Bounding box annotation entries:
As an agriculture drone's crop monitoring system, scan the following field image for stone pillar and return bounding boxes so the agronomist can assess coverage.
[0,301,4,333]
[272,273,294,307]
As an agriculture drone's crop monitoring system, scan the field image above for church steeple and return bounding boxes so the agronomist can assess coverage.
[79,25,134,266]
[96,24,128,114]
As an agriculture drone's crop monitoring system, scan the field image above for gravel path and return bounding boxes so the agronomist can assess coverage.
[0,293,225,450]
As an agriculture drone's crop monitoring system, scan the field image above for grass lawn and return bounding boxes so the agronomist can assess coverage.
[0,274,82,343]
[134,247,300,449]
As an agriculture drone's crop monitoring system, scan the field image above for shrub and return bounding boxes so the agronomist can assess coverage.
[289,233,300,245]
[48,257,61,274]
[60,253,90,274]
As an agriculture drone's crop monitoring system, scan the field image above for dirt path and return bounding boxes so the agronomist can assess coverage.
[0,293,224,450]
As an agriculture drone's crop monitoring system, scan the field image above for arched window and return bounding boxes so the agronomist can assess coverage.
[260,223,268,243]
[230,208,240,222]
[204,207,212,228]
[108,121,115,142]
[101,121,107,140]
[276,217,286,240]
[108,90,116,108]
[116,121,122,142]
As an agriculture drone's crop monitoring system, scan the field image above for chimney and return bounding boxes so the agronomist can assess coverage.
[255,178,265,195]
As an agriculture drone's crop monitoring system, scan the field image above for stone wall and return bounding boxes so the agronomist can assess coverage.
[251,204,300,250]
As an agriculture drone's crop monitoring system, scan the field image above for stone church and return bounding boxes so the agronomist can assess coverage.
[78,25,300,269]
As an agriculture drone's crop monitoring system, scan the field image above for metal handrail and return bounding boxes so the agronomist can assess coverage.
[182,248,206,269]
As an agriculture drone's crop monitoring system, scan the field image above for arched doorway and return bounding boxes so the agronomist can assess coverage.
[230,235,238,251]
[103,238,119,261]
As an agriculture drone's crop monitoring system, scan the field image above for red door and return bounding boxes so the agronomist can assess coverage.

[Written exercise] Rewrite all of the records above, swapping "agronomist" for "farm manager" everywhere it occurs and keeping everything else unchanged.

[Complete answer]
As an agriculture drone's crop monitoring system, scan the following field image for stone pillar and return bounding boxes so the farm manager can assess coverage.
[0,301,4,333]
[272,273,294,307]
As an agriculture drone's crop monitoring system, scan the field image above for church steeple and return bounding boxes so the farm manager can assess coverage.
[79,25,134,266]
[96,24,128,114]
As an agriculture drone's crop monitoring system, scan the field image above for gravel path and return bounding boxes so the farm manager can assess coverage.
[0,293,225,450]
As an agriculture drone's crop monitoring system, scan the field image above for grass lawn and return bounding boxes so the farm manager can assess coverage.
[0,274,82,343]
[134,247,300,449]
As an agriculture drone's crop monitoring system, scan the field image above for shrub and return bounding boxes so the farm manager can assess coverage.
[289,233,300,245]
[48,257,61,274]
[60,253,90,274]
As an agriculture drone's crop monitoring system, scan the field image above for dirt path and return bounding boxes so the farm manager can assess coverage.
[0,293,224,450]
As an agriculture drone's crop monitoring system, scan the field image above for arched window and return bounding boxes so the farm manager can assess coverage.
[260,223,268,243]
[230,208,240,222]
[204,207,212,228]
[108,121,115,142]
[101,121,107,140]
[276,217,286,240]
[108,90,116,108]
[116,121,122,142]
As an agriculture drone's crop monitoring system, scan the field image above for chimney and return bounding boxes so the farm manager can assess coverage.
[255,178,265,195]
As an agriculture drone's crop monitoring system, scan the field image above for stone wall and return bounding boxes so the farm manager can assess coverage.
[251,204,300,250]
As an agriculture drone's crop monitoring system, scan the field image above for stone church and return bounding boxes so the farm manager can assess coverage.
[78,25,300,269]
As an agriculture drone's crop monitoring system, scan the field image above for metal handrail and return bounding boxes so the farm manager can assess coverage.
[182,248,206,269]
As an agriculture drone's crop monitoring system, scan the field image above for arched doorway and return bounding boxes so the farm manager can assess coverage.
[230,235,238,251]
[103,238,119,261]
As an agriculture drone's crop monitoring system, scan the field image above for red door and return bounding boxes so the farm manager can assess coverage.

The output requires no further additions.